[Items listed in a dataset]
■ ■ ■ ■ ■

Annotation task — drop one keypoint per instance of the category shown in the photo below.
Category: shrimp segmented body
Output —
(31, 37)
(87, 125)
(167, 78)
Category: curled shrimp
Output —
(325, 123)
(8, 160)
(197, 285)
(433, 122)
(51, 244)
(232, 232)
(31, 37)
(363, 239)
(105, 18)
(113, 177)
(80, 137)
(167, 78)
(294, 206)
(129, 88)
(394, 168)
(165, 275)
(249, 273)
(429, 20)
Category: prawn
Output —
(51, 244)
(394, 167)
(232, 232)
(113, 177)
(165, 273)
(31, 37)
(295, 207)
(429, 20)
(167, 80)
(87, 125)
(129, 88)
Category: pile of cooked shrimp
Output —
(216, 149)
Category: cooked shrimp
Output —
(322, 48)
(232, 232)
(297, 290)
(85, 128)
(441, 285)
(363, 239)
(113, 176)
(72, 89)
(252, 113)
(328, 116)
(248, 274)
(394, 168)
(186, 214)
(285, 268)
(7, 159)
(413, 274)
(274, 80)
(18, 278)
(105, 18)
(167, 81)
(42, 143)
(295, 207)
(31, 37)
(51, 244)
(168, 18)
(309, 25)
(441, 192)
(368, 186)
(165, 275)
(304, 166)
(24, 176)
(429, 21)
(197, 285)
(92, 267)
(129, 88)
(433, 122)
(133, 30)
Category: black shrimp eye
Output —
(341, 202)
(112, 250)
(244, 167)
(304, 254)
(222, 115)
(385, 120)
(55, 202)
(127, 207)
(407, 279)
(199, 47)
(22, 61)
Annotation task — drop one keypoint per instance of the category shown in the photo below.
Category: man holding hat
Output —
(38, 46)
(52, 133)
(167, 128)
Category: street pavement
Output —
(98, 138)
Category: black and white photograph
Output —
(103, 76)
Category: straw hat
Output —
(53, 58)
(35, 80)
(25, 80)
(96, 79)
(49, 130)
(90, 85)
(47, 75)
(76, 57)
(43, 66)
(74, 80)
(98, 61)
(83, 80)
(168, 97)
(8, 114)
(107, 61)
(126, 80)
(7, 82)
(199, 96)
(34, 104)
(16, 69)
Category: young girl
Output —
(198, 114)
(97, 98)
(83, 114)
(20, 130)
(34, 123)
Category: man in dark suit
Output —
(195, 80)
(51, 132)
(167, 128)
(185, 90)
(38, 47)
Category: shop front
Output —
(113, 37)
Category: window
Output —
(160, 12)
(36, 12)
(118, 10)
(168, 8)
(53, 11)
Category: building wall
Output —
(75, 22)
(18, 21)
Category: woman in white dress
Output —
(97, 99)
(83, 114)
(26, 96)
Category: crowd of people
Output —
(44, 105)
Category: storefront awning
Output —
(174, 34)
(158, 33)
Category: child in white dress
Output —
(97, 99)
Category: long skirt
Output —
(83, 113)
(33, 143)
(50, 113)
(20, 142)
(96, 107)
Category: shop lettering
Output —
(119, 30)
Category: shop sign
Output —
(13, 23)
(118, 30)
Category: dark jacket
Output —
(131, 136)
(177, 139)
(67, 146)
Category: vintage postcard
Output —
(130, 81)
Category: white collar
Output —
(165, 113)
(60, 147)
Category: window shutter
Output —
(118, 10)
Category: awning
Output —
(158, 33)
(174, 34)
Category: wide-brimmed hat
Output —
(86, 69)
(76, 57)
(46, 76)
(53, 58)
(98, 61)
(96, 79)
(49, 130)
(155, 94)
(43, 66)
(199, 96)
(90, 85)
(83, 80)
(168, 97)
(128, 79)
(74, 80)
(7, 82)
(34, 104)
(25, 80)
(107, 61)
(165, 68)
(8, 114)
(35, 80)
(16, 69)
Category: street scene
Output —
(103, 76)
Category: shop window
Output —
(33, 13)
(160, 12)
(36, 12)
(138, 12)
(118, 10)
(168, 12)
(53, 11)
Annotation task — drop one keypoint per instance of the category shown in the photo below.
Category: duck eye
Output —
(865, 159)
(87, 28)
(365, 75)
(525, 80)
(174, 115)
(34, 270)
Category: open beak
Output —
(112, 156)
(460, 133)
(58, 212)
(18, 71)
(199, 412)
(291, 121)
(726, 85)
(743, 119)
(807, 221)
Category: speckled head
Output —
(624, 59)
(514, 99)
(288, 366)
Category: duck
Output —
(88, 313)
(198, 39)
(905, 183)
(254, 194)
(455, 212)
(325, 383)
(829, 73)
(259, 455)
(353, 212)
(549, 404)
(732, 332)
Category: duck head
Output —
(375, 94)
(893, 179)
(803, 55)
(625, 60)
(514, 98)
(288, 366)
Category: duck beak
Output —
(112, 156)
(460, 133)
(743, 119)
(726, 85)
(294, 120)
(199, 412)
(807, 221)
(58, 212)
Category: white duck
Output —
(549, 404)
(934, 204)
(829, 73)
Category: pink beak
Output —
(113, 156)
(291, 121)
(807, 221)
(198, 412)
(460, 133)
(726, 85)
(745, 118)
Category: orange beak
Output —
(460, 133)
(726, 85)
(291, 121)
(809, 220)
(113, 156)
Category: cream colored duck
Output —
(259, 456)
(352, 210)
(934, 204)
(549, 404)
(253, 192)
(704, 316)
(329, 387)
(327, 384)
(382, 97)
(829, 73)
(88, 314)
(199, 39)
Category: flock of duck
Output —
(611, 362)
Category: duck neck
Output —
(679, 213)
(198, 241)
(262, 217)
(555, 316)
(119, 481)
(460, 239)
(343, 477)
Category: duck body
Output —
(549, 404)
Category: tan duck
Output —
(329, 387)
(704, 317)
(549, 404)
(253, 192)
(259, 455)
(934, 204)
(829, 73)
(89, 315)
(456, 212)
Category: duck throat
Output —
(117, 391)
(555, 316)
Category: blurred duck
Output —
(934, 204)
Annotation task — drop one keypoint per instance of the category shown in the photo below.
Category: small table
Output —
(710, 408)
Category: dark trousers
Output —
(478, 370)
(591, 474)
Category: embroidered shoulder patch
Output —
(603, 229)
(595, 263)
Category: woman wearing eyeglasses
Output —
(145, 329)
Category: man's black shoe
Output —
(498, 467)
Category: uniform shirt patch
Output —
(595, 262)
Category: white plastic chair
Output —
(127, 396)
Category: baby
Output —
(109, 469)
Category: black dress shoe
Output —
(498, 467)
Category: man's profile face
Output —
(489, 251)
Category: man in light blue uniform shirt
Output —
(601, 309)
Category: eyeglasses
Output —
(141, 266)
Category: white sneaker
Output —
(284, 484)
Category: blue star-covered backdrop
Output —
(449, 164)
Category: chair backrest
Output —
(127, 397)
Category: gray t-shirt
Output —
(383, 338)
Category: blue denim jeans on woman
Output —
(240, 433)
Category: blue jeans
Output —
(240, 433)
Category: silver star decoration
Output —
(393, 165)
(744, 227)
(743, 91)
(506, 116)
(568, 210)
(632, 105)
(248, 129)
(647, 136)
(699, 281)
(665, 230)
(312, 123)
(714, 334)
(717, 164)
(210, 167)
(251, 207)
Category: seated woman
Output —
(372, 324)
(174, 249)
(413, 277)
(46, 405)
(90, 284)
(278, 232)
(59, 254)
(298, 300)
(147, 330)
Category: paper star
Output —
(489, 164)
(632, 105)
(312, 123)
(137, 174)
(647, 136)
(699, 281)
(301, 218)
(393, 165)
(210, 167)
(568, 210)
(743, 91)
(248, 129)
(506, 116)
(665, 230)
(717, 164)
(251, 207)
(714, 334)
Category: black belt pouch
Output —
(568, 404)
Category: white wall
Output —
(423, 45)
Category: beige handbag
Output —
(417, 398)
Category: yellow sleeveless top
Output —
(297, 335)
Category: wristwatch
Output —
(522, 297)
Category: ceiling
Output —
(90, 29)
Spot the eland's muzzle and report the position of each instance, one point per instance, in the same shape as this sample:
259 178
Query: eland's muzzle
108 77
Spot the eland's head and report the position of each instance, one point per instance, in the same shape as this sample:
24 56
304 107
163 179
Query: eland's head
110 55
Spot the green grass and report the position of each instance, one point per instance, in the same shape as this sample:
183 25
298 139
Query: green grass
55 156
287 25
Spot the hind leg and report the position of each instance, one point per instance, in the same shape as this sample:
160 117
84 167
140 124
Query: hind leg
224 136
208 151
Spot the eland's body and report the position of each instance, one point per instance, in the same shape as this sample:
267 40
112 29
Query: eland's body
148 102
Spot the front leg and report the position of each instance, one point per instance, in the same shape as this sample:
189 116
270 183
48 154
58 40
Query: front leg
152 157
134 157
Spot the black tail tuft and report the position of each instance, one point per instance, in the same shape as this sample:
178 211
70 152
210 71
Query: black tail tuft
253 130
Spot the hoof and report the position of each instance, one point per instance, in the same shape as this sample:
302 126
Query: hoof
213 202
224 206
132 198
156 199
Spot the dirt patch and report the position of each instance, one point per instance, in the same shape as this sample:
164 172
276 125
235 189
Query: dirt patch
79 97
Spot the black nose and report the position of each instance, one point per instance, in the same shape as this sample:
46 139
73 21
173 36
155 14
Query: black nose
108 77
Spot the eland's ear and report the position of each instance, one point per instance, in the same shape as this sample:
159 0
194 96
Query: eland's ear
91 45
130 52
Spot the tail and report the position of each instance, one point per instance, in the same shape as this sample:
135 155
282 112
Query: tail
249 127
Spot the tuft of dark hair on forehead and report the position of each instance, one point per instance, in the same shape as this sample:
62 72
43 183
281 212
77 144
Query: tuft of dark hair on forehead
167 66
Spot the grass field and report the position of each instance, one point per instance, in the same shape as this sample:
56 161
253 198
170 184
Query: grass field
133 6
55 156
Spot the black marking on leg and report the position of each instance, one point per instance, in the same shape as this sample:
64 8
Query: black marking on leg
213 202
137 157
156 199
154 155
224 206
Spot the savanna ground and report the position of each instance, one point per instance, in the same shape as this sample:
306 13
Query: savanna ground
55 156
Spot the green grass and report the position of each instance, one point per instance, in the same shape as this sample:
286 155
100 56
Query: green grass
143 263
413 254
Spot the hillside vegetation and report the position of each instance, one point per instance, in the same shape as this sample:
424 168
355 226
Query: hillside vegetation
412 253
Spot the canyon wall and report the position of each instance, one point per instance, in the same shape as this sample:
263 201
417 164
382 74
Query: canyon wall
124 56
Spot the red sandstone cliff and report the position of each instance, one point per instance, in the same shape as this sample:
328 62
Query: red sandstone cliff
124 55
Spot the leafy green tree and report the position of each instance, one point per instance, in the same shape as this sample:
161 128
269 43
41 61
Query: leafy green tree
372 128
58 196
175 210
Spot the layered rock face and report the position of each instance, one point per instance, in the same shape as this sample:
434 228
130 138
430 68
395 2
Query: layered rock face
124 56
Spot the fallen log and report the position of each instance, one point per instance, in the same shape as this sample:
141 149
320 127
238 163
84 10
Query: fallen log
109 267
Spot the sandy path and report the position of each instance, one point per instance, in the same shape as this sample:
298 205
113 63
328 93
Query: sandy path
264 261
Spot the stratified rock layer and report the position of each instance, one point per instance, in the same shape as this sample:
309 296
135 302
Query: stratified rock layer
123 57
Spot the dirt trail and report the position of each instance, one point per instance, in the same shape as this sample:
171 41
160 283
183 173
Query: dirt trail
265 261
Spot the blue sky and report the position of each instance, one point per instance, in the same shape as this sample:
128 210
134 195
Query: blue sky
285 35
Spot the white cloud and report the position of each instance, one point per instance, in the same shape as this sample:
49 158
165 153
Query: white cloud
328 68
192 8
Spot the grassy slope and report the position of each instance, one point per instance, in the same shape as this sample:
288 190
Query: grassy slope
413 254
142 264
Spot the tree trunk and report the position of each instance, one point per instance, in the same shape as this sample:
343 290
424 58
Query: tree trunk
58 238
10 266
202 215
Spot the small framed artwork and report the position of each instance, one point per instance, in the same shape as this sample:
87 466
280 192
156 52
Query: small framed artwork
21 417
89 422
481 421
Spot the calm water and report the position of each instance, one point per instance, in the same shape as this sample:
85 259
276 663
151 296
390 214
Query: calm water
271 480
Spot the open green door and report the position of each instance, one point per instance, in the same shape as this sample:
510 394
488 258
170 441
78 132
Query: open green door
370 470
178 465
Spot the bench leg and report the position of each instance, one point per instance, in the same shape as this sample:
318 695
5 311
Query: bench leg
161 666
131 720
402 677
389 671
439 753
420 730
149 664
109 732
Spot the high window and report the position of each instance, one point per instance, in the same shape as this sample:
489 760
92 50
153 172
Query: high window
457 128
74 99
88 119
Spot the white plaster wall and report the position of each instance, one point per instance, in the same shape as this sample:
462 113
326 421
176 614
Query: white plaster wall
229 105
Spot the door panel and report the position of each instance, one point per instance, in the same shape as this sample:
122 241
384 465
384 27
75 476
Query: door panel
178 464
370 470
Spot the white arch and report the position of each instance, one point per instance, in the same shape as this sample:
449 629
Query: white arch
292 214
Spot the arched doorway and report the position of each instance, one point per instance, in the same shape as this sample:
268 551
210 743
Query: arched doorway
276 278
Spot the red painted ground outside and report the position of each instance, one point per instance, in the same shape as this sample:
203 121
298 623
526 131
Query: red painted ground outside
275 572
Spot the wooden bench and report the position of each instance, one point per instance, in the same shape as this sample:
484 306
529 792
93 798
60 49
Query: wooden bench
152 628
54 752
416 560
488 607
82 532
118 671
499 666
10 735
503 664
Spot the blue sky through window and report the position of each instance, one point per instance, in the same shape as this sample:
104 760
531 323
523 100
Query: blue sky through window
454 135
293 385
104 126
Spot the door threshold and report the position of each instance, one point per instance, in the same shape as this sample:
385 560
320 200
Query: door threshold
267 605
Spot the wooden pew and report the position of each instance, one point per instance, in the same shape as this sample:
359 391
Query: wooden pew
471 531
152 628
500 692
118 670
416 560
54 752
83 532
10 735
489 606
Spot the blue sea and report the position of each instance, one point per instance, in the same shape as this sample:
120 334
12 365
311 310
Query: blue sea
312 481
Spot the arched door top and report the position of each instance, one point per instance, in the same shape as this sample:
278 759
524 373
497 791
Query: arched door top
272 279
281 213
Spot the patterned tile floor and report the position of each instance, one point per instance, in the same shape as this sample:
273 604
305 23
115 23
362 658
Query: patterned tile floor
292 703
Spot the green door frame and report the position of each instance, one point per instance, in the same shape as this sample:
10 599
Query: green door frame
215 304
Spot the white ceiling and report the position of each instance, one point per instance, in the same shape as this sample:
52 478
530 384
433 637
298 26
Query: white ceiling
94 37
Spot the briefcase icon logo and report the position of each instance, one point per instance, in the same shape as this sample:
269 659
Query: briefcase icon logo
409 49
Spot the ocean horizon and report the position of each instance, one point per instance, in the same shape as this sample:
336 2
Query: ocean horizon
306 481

■ ■ ■ ■ ■

» **TASK DETAILS**:
Pull out every line in the data above that has the word "jeans".

» **EXERCISE SOLUTION**:
Category: blue denim jeans on woman
Category: blue jeans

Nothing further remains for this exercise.